CONSIGNE 1
Rassemblez toutes les lignes des données ci-dessous qui contiennent le mot « helmet », en les recopiant telles quelles.

TEXTE

· · · · ·

France | France, Cour administrative d'appel de Bordeaux, 4ème chambre, 09 novembre 2022, 20BX02359


Vu la procédure suivante :

Procédure contentieuse antérieure :

M. A... D... a demandé au tribunal administratif de Poitiers à titre principal, de prononcer la décharge de la cotisation supplémentaire d'impôt sur le revenu mise à sa charge au titre de l'année 2010 et à titre subsidiaire, de reconnaître son droit à bénéficier de la réduction d'impôt prévue par l'article 199 undecies B du code général des impôts au titre de l'année 2011 ou 2012.

Par un jugement n° 1403400 du 26 mai 2020, le tribunal administratif de Poitiers a rejeté sa demande.
>Procédure devant la cour :

Par une requête, enregistrée le 27 juillet 2020, M. D..., représen...

Vu la procédure suivante :

Procédure contentieuse antérieure :

M. A... D... a demandé au tribunal administratif de Poitiers à titre principal, de prononcer la décharge de la cotisation supplémentaire d'impôt sur le revenu mise à sa charge au titre de l'année 2010 et à titre subsidiaire, de reconnaître son droit à bénéficier de la réduction d'impôt prévue par l'article 199 undecies B du code général des impôts au titre de l'année 2011 ou 2012.

Par un jugement n° 1403400 du 26 mai 2020, le tribunal administratif de Poitiers a rejeté sa demande.

· · · · ·

DONNÉES FOURNIES
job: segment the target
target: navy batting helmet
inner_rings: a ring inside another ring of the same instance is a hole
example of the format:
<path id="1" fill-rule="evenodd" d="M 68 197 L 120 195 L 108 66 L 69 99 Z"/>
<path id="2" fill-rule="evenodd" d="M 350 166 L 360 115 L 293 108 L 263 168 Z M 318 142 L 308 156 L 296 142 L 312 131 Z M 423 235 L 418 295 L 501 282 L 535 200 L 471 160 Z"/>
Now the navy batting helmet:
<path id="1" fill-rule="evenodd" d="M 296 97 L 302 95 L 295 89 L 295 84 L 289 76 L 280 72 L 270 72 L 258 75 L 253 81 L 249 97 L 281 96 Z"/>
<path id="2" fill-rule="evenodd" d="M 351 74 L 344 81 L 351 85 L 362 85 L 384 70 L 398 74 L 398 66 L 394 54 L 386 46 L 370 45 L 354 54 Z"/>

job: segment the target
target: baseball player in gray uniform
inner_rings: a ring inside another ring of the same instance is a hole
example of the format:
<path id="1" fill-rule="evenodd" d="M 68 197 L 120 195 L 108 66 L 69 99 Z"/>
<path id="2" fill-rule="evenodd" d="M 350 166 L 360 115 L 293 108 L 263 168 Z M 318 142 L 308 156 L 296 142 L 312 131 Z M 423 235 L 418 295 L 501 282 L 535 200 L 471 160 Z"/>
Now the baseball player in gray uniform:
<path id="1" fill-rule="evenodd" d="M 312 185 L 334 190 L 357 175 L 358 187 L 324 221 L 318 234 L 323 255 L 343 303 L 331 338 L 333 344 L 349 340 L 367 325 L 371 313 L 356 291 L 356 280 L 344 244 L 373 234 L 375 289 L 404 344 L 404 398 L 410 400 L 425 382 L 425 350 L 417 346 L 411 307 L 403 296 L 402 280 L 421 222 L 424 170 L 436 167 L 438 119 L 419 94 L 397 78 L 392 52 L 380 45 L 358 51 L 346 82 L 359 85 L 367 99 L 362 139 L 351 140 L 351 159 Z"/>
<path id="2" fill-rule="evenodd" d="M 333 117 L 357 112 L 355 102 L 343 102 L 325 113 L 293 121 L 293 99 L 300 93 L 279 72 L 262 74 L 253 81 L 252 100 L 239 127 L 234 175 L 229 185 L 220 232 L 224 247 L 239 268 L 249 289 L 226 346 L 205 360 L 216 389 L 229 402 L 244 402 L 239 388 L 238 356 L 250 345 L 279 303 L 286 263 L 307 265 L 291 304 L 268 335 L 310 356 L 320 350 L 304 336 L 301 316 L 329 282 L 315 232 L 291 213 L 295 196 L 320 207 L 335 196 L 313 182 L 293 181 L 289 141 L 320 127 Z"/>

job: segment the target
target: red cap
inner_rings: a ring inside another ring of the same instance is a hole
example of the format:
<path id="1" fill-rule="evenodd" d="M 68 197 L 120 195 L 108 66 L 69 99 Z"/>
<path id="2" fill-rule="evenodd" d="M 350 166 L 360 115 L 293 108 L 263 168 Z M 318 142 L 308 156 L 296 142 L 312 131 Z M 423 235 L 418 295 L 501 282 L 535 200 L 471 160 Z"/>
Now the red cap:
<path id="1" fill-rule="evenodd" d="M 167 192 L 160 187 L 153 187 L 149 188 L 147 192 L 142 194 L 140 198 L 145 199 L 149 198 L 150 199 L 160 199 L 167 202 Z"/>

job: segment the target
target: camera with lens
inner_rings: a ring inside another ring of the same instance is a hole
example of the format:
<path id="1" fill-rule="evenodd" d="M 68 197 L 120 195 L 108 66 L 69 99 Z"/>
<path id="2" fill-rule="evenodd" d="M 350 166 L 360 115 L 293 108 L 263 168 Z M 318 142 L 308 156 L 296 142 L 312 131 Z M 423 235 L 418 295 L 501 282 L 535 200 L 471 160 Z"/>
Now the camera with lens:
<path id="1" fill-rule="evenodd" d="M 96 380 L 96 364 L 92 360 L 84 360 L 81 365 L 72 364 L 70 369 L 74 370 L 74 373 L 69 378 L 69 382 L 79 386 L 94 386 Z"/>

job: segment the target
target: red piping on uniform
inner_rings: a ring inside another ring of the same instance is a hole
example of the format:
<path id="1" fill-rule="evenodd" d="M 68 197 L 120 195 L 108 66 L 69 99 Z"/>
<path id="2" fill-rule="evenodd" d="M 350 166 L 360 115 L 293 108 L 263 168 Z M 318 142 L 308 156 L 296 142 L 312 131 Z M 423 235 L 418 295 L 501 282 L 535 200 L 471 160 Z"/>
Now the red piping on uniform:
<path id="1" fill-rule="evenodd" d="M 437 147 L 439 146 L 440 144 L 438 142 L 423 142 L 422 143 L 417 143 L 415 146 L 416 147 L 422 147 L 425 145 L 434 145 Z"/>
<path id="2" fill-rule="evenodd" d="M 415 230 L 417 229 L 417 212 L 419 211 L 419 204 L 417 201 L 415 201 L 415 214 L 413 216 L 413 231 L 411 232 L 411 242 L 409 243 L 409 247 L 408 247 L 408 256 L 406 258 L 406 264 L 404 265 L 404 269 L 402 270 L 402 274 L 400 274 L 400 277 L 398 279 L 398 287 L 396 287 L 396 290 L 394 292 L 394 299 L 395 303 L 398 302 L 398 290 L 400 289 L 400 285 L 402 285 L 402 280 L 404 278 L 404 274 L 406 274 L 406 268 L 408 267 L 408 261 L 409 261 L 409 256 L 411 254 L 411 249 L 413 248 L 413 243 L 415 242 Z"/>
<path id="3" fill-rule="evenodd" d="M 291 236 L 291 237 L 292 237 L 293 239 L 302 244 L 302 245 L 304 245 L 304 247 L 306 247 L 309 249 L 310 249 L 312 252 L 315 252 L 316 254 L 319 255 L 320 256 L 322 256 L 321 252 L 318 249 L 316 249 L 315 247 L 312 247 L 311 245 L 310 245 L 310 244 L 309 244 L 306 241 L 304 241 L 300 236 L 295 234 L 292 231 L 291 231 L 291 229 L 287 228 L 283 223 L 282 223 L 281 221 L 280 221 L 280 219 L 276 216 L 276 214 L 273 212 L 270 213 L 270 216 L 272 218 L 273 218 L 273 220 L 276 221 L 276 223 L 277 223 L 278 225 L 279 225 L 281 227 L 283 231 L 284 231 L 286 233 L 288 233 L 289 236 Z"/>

· · · · ·

CONSIGNE 2
Affichez intégralement le texte ci-dessus sur l'arrêt de la Cour administrative d'appel de Bordeaux, sans rien y changer.

RÉPONSE ATTENDUE 1
target: navy batting helmet
Now the navy batting helmet:

RÉPONSE ATTENDUE 2
France | France, Cour administrative d'appel de Bordeaux, 4ème chambre, 09 novembre 2022, 20BX02359


Vu la procédure suivante :

Procédure contentieuse antérieure :

M. A... D... a demandé au tribunal administratif de Poitiers à titre principal, de prononcer la décharge de la cotisation supplémentaire d'impôt sur le revenu mise à sa charge au titre de l'année 2010 et à titre subsidiaire, de reconnaître son droit à bénéficier de la réduction d'impôt prévue par l'article 199 undecies B du code général des impôts au titre de l'année 2011 ou 2012.

Par un jugement n° 1403400 du 26 mai 2020, le tribunal administratif de Poitiers a rejeté sa demande.
>Procédure devant la cour :

Par une requête, enregistrée le 27 juillet 2020, M. D..., représen...

Vu la procédure suivante :

Procédure contentieuse antérieure :

M. A... D... a demandé au tribunal administratif de Poitiers à titre principal, de prononcer la décharge de la cotisation supplémentaire d'impôt sur le revenu mise à sa charge au titre de l'année 2010 et à titre subsidiaire, de reconnaître son droit à bénéficier de la réduction d'impôt prévue par l'article 199 undecies B du code général des impôts au titre de l'année 2011 ou 2012.

Par un jugement n° 1403400 du 26 mai 2020, le tribunal administratif de Poitiers a rejeté sa demande.